##### GIVEN DATA

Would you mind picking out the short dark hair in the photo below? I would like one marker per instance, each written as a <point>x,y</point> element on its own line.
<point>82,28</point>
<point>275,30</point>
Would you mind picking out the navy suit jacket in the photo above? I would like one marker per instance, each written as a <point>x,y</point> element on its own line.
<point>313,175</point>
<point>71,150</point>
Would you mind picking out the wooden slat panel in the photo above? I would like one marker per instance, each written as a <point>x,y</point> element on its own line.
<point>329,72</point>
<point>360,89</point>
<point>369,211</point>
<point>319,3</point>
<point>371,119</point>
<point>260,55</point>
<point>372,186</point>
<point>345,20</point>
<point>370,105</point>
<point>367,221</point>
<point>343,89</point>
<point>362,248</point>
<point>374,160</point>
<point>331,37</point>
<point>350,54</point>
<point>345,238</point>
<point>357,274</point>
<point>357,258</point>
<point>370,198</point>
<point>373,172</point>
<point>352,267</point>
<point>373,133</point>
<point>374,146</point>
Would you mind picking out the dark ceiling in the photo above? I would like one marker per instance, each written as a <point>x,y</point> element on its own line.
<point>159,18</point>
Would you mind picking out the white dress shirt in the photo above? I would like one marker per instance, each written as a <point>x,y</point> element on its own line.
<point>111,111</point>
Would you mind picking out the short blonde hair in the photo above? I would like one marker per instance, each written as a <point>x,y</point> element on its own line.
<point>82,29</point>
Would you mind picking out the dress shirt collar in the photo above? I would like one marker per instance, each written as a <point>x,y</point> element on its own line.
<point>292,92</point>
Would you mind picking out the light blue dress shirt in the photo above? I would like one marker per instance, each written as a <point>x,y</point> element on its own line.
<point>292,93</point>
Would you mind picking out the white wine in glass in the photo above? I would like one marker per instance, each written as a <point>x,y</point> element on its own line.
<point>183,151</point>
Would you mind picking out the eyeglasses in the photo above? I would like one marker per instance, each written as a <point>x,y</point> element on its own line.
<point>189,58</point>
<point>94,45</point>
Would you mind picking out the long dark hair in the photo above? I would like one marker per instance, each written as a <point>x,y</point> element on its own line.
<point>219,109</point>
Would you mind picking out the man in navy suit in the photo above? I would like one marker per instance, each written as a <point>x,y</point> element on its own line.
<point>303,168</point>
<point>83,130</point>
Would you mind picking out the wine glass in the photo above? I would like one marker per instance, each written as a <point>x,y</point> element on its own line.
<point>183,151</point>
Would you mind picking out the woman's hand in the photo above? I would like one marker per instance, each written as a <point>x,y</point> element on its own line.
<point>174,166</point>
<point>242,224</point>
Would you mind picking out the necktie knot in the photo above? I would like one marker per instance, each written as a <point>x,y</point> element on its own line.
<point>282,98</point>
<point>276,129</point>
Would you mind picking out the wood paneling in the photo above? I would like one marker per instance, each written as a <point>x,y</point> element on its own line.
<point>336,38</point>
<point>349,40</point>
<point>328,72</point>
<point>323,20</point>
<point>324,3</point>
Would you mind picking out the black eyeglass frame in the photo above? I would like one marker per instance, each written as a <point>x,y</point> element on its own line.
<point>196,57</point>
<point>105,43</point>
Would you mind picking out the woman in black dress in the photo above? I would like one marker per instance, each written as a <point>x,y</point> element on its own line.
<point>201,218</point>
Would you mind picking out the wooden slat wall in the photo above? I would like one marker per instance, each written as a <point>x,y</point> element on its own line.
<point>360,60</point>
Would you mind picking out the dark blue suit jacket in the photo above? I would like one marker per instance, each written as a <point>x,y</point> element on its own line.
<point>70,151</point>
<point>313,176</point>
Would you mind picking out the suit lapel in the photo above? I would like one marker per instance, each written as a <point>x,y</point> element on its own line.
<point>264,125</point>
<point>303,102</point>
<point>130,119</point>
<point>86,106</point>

##########

TASK ITEM ▸ Only an exact copy of all the data will do as the answer.

ANSWER SPACE ▸
Would you mind picking out the short dark hair in the photo below? I would like one marker per instance, each written as a <point>x,y</point> element on its own line.
<point>82,28</point>
<point>275,30</point>
Would you mind picking out the navy suit jacket in the photo above? I would like one marker per instance, each written as a <point>x,y</point> element on its own line.
<point>313,175</point>
<point>71,150</point>
Would you mind picking out the wooden slat panel in the photo above? I would like one marker per instance, each written as a <point>x,y</point> element on its own line.
<point>329,72</point>
<point>360,89</point>
<point>369,211</point>
<point>319,3</point>
<point>371,119</point>
<point>260,55</point>
<point>372,186</point>
<point>345,20</point>
<point>370,105</point>
<point>367,221</point>
<point>343,89</point>
<point>362,248</point>
<point>374,160</point>
<point>331,37</point>
<point>350,54</point>
<point>345,238</point>
<point>357,274</point>
<point>357,258</point>
<point>370,198</point>
<point>373,172</point>
<point>352,267</point>
<point>373,133</point>
<point>374,146</point>
Would you mind picking out the dark ceiling in the photo above? I would like one marker per instance, each written as a <point>x,y</point> element on its own line.
<point>159,18</point>
Would you mind picking out the white dress shirt in the photo above? I would like one marker per instance, each written as a <point>x,y</point> element on its own line.
<point>111,111</point>
Would you mind picking out the short blonde hair in the photo above? I would like one marker per instance, each written as a <point>x,y</point> element on its own line.
<point>82,29</point>
Would you mind picking out the dress shirt collar in the photo above? I would like one marker per instance, each written as a <point>x,y</point> element on its own line.
<point>292,92</point>
Would you mind picking out the light blue dress shirt in the photo above? I would like one marker per instance, each written as a <point>x,y</point> element on its own line.
<point>292,93</point>
Would you mind picking out the white wine in glass in the photo above? I would like one marker per instance, each written as a <point>x,y</point> element on its own line.
<point>183,151</point>
Would you mind picking out the eyeglasses in the photo above? I would like one marker per instance, each written as a <point>x,y</point> element on its own line.
<point>189,58</point>
<point>94,45</point>
Would you mind picking out the long dark hair in the photo above? I would like one marker per instance, each written as a <point>x,y</point> element on its own line.
<point>219,109</point>
Would you mind picking out the man in navy suit in the photo above? I would like one marker per instance, each written as a <point>x,y</point> element on its own line.
<point>303,168</point>
<point>83,130</point>
Would you mind picking out the wine glass in the photo above? I would like one marker per instance, each written as a <point>x,y</point> element on its own line.
<point>183,151</point>
Would you mind picking out the woman's hand in the photo above? I would like one marker per instance, each written as a <point>x,y</point> element on its own line.
<point>174,166</point>
<point>242,224</point>
Would you mind picking out the necktie knot in the photo above? I would like one marker per instance, each written as a <point>x,y</point> element on its own line.
<point>282,98</point>
<point>276,129</point>
Would you mind picking out the wood paneling in the photo above? I would like one marker per instance, each written as a <point>x,y</point> element on its own line.
<point>336,38</point>
<point>349,40</point>
<point>328,72</point>
<point>323,20</point>
<point>324,3</point>
Would you mind picking out the black eyeglass frame in the photo above? I would like one marker per instance, each written as a <point>x,y</point> element on its own line.
<point>196,57</point>
<point>105,43</point>
Would you mind picking out the woman in black dress in the photo above? I would like one marker per instance, each written as a <point>x,y</point> element on its own line.
<point>201,218</point>
Would you mind picking out the wooden slat wall in the photo above? I would like one marker per instance, each written as a <point>x,y</point> element on its own line.
<point>360,60</point>
Would you mind picking out the dark blue suit jacket in the photo above? I would like one marker per instance, each written as a <point>x,y</point> element on its own line.
<point>70,151</point>
<point>313,176</point>
Would you mind picking out the suit lapel in the photo above? I would like one marker per instance, each written as a <point>x,y</point> element on its own line.
<point>264,125</point>
<point>303,102</point>
<point>130,119</point>
<point>86,106</point>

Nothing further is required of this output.